Point-based annotation data
┌──
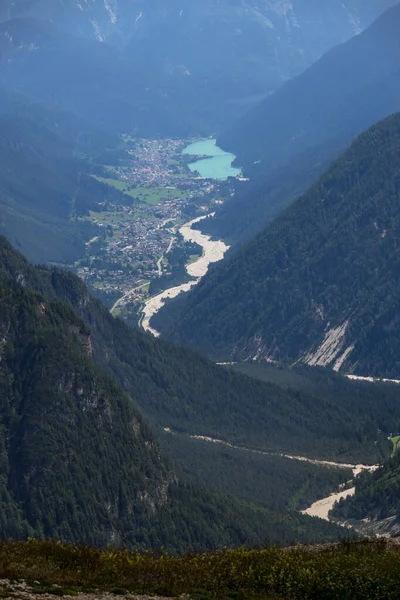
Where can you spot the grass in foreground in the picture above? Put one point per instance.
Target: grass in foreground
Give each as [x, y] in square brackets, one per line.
[347, 571]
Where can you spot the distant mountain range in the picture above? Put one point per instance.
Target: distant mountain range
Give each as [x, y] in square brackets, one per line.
[165, 68]
[319, 285]
[288, 140]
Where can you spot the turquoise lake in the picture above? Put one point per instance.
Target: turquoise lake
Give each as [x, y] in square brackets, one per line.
[217, 165]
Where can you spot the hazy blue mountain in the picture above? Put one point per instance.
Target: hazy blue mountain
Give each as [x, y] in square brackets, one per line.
[320, 284]
[213, 59]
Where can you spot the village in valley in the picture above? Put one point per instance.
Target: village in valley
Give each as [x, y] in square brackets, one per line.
[138, 234]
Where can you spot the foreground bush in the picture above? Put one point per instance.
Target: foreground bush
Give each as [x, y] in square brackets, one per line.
[347, 571]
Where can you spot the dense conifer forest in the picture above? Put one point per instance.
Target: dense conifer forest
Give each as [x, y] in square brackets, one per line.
[324, 269]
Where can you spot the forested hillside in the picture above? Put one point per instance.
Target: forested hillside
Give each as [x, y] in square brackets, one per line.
[377, 496]
[319, 285]
[45, 182]
[177, 389]
[79, 462]
[173, 69]
[286, 141]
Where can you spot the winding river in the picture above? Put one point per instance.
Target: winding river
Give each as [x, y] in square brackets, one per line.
[212, 163]
[213, 251]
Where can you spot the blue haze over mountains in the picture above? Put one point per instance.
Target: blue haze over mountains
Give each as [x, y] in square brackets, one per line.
[286, 86]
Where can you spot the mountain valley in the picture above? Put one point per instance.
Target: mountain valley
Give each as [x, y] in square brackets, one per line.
[199, 256]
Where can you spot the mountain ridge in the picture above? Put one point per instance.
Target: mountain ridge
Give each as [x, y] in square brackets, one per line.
[298, 292]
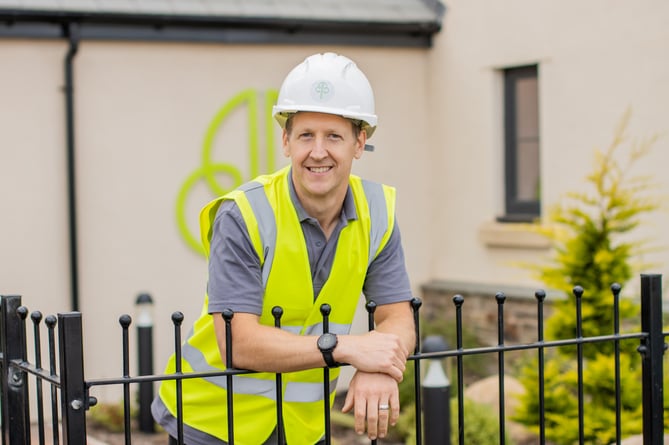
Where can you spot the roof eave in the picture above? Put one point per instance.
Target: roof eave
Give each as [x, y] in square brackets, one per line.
[234, 29]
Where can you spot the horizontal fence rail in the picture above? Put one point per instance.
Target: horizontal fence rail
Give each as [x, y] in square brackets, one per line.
[68, 390]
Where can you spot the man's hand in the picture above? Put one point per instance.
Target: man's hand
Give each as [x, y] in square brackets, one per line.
[366, 393]
[373, 352]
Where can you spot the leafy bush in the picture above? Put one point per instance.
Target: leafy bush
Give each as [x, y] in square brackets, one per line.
[590, 233]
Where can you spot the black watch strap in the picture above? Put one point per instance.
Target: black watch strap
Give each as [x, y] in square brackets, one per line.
[329, 359]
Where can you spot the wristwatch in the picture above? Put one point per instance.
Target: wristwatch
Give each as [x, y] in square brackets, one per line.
[326, 343]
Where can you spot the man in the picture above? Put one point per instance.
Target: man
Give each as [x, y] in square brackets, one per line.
[309, 234]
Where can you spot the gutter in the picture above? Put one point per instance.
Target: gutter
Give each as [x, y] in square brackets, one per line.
[71, 30]
[264, 30]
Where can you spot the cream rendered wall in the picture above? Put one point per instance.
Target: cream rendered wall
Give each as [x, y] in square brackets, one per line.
[33, 234]
[141, 113]
[595, 58]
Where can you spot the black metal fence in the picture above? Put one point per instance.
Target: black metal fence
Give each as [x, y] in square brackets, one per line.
[68, 391]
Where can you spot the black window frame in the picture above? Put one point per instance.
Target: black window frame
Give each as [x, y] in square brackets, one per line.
[515, 210]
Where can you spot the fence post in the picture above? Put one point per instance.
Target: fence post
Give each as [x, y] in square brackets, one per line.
[652, 351]
[15, 403]
[73, 386]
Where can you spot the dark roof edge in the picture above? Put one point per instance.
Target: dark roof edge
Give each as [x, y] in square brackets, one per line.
[237, 29]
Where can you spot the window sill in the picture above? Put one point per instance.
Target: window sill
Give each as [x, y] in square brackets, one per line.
[514, 236]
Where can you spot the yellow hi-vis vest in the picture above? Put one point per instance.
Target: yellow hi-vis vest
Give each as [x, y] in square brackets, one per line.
[276, 234]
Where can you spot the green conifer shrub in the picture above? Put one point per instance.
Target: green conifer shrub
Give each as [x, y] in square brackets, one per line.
[591, 233]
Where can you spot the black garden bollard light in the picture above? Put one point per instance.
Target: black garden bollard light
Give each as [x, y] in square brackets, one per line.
[436, 390]
[144, 321]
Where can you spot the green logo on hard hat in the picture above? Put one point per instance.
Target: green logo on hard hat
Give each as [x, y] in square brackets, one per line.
[322, 91]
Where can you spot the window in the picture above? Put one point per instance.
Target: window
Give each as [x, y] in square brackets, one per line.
[521, 152]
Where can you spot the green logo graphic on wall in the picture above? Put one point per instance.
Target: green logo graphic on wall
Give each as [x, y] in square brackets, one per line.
[210, 170]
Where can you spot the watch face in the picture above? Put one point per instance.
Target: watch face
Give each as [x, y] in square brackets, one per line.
[327, 341]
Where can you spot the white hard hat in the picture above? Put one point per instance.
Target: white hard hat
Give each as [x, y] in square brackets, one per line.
[327, 83]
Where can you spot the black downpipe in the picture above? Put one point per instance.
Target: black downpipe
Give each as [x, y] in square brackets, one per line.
[72, 33]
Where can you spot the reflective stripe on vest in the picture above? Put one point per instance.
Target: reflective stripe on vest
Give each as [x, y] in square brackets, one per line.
[242, 384]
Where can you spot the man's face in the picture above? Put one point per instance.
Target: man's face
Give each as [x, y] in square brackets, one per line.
[321, 148]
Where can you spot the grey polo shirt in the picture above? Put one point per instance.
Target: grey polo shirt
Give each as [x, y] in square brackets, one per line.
[235, 280]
└──
--- GOAL OF THE EXERCISE ---
Pictures are not part of the copy; output everything else in the records exactly.

--- TASK RESPONSE ---
Where can you spot the grass in foreground in the picture above? Put one point per instance.
Target: grass in foreground
Give each as [x, y] in square brackets, one per line.
[347, 571]
Where can you spot the distant mountain range in the picture above? Put one point per instance.
Target: distant mountain range
Give each as [x, y] in square brackets, one per line.
[165, 68]
[319, 285]
[288, 140]
Where can you spot the turquoise lake in the picture above? Put one point per instance.
Target: turquoise lake
Give each as [x, y] in square brackets, one per line.
[217, 165]
Where can you spot the hazy blue mountain in the picture above? Put one point per instance.
Target: hazy blue mountain
Give each as [x, y] in square brackets, one per line.
[320, 284]
[213, 59]
Where can you spot the village in valley in the picture above? Put one point per instance.
Target: village in valley
Give each as [x, y] in square brackets, one per line.
[138, 234]
Where can you spot the foreground bush in the picture above? Put one point per instance.
Target: foreground bush
Give each as [x, y] in square brackets, one per line.
[347, 571]
Where can you spot the dense conifer forest in the picture above? Put one point per instance.
Target: dense conifer forest
Give each as [x, y] in square brackets, one per line.
[324, 269]
Where can you spot the forested hillside in the picture above? Put one point per instance.
Target: forested hillside
Give each as [x, y] in square brackets, one per line.
[377, 496]
[319, 285]
[45, 182]
[177, 389]
[79, 462]
[173, 69]
[286, 141]
Where can you spot the winding river in the picture above? Put one point per instance.
Target: winding river
Give each as [x, y] in square brackets, one per line.
[212, 163]
[213, 251]
Where can you spot the blue haze over mountains in the picture above? Put one point per instance.
Target: blue haze over mountains
Give each as [x, y] in square brackets, one per line.
[286, 86]
Where can you spot the mountain valley in the picture above? Put one point per instance.
Target: mountain valley
Give each as [x, y] in square brackets, one per line.
[199, 256]
Where can you spot the mountain ridge in the picture above? Put one point per instance.
Target: mountain ridge
Give each as [x, y] in square brackets, one per line.
[298, 292]
Where can you spot the roof eave in the picture above? Put one point per instance.
Target: roof eave
Give each as [x, y] in square brackets, one per line.
[234, 29]
Where can you spot the horizontal fence rail in the picture above? Put one point per instance.
Target: horizontal fence rail
Give each as [x, y] in square brackets, one per line.
[68, 390]
Where can you spot the man's hand in the picture above? Put one point per instance.
Target: man's hand
Give each as [x, y] in square brackets, one per line.
[366, 393]
[373, 352]
Where can you spot the leafy bush in the picture above? Put one point per instance.
Target: leafy bush
Give each as [x, y] in square brackets, one per line.
[590, 233]
Where can you spot the black watch strap in the picture above? Put one point per instance.
Target: black watch strap
Give each as [x, y] in square brackets, one per line.
[329, 359]
Where can you spot the wristwatch in the picture above? Put one point per instance.
Target: wristwatch
Give each as [x, y] in square brackets, one per line.
[326, 343]
Where can you spot the man in the picture above? Put one point per instance.
Target: man
Give each as [x, y] in square brackets, one per line.
[309, 234]
Where can you spot the gutter in the picture above? Put one point per instance.
Target: gutter
Give each as [x, y] in square brackets, one per line.
[71, 30]
[264, 30]
Where can you spot the cream rendered wall in the picture above? Put one point per instance.
Target: cream rendered wall
Give each as [x, y] in square brackets, one per line.
[33, 234]
[141, 113]
[595, 58]
Where can you spot the black metal fence in the picture above? Put one point per instance.
Target: black metal fence
Give each as [x, y] in square brackets, one per line.
[68, 391]
Where can you spot the black window frame in the picture above? Put one point per instance.
Target: black window frame
Give each as [x, y] in square brackets, one per line.
[515, 210]
Where can you spot the fence post in the picture above? Put one point per instance.
Target: fence post
Give each as [x, y] in square brackets, one per line.
[652, 351]
[15, 403]
[73, 386]
Where can you spot the dark roof edge in the picture above? Put one point per instance.
Target: dark roof edge
Give each as [x, y] in square brackets, one per line.
[237, 29]
Where can you spot the window sill in the picture above? Put one point per instance.
Target: window sill
Give each as [x, y] in square brackets, one per line.
[514, 236]
Where can you spot the yellow hi-vis vest in the picture above? Put one point per instance.
Target: yellow hi-vis vest
Give each as [x, y] in square brackets, one per line.
[276, 234]
Where can you spot the green conifer shrub in the picture above? Put one point per instance.
Target: green conifer shrub
Give each as [x, y] in square brackets, one per line.
[591, 233]
Where can you spot the black garden bollard light in the picture above? Put one point per instance.
Target: black garden bollard light
Give each as [x, y] in square brackets, one per line.
[436, 390]
[144, 321]
Where can you spot the green logo on hard hat in the picture above? Put one point per instance.
Target: green logo on hard hat
Give each as [x, y] in square brackets, one per line.
[322, 91]
Where can you spot the window in the picture above? Put one point per instance.
Target: window
Give each as [x, y] in square brackets, one per line.
[521, 152]
Where can you spot the green logo graphic on wall in the picture above? Put one point per instance.
Target: green logo graphic on wall
Give each as [x, y] in square brackets, one per line.
[210, 170]
Where can you spot the watch face in the picture above? Put one point per instance.
Target: watch face
Give each as [x, y] in square brackets, one per line.
[327, 341]
Where can you spot the white hard hat in the picture above? Put one point per instance.
Target: white hard hat
Give each as [x, y] in square brackets, one per line.
[327, 83]
Where can you spot the black downpipe in the picture above? Put one point per instance.
Target: black downpipe
Give each as [x, y] in square brackets, one per line.
[72, 33]
Where can you spot the reflective stripe on vest in the picture above? Put one point per instance.
Target: reflective stripe on vest
Give each as [x, y] in square brackets, one per line.
[242, 384]
Where can you spot the man's face in the picture above? Put one point per instance.
Target: man's face
Give each as [x, y] in square brackets, one per line.
[321, 148]
Where can you spot the grey polo shirt in the picture above? Put one point per instance.
Target: grey polo shirt
Give each as [x, y] in square brackets, one per line.
[235, 280]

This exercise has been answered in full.